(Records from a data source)
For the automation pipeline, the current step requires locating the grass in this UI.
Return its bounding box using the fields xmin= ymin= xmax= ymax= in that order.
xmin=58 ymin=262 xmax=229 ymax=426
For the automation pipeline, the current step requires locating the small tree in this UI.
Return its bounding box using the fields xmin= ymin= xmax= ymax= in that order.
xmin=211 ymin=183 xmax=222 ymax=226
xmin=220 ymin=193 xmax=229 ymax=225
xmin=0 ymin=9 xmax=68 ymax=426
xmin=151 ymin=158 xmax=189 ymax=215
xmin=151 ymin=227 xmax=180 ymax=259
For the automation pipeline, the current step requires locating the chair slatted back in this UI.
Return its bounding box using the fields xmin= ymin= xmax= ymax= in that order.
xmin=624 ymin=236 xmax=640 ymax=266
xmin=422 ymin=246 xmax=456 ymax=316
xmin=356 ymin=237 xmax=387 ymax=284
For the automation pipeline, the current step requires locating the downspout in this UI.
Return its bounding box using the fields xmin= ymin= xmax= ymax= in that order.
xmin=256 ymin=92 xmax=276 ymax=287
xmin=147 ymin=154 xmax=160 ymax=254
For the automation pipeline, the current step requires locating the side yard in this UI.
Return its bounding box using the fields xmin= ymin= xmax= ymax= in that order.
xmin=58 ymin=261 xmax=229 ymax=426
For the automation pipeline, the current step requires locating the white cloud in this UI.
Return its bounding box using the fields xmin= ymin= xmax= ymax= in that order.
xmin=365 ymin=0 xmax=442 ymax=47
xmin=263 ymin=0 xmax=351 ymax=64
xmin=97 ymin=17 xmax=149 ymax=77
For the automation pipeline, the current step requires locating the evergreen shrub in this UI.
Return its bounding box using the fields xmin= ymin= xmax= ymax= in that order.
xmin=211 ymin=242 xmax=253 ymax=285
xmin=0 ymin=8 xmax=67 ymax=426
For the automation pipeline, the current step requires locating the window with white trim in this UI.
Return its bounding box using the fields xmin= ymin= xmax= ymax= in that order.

- _REQUIRED TASK_
Format every line of the listing above as a Markdown table with the columns "Row" and "Text", one numbered row per line, skipping any blank lines.

- _IN RESPONSE_
| Row | Text |
|---|---|
| 1 | For the automation pipeline, the current step requires locating the grass in this UI. |
| 2 | Return its bounding box using the fields xmin= ymin= xmax= ymax= in that order. |
| 3 | xmin=58 ymin=262 xmax=229 ymax=426 |
| 4 | For the automation pipeline, the current step requires locating the small tree in this UI. |
| 5 | Return its bounding box using the fields xmin= ymin= xmax= ymax= in that order. |
| 6 | xmin=211 ymin=183 xmax=222 ymax=226 |
| 7 | xmin=220 ymin=193 xmax=229 ymax=225 |
| 8 | xmin=0 ymin=9 xmax=68 ymax=426 |
| 9 | xmin=151 ymin=158 xmax=189 ymax=215 |
| 10 | xmin=151 ymin=227 xmax=180 ymax=259 |
| 11 | For the automation pipeline, the current step requires locating the chair slatted back in this UI. |
| 12 | Return its bounding box using the fields xmin= ymin= xmax= ymax= in that order. |
| 13 | xmin=624 ymin=236 xmax=640 ymax=266 |
| 14 | xmin=422 ymin=246 xmax=456 ymax=316 |
| 15 | xmin=356 ymin=237 xmax=387 ymax=284 |
| 16 | For the automation pipeline, the current step requires locating the downspout in this UI. |
| 17 | Return its bounding box using the fields xmin= ymin= xmax= ymax= in that order. |
| 18 | xmin=256 ymin=92 xmax=276 ymax=287 |
| 19 | xmin=147 ymin=154 xmax=160 ymax=254 |
| 20 | For the automation pipeline, the current step requires locating the side yard in this UI. |
| 21 | Return its bounding box using the fields xmin= ymin= xmax= ymax= in that order. |
| 22 | xmin=58 ymin=261 xmax=229 ymax=426 |
| 23 | For the automation pipeline, the current step requires locating the white cloud in this UI. |
| 24 | Return its bounding box using the fields xmin= ymin= xmax= ymax= in that order. |
| 25 | xmin=365 ymin=0 xmax=442 ymax=47 |
| 26 | xmin=263 ymin=0 xmax=351 ymax=64 |
| 27 | xmin=97 ymin=17 xmax=149 ymax=77 |
| 28 | For the automation pipeline, the current step requires locating the evergreen shrub in this UI. |
| 29 | Return its bounding box using the fields xmin= ymin= xmax= ymax= in that order. |
| 30 | xmin=211 ymin=242 xmax=253 ymax=285 |
| 31 | xmin=0 ymin=8 xmax=67 ymax=426 |
| 32 | For the automation pipeline, the current step requires locating the window with white trim in this UI. |
| 33 | Return its bounding box using the fields xmin= ymin= xmax= ymax= in that order. |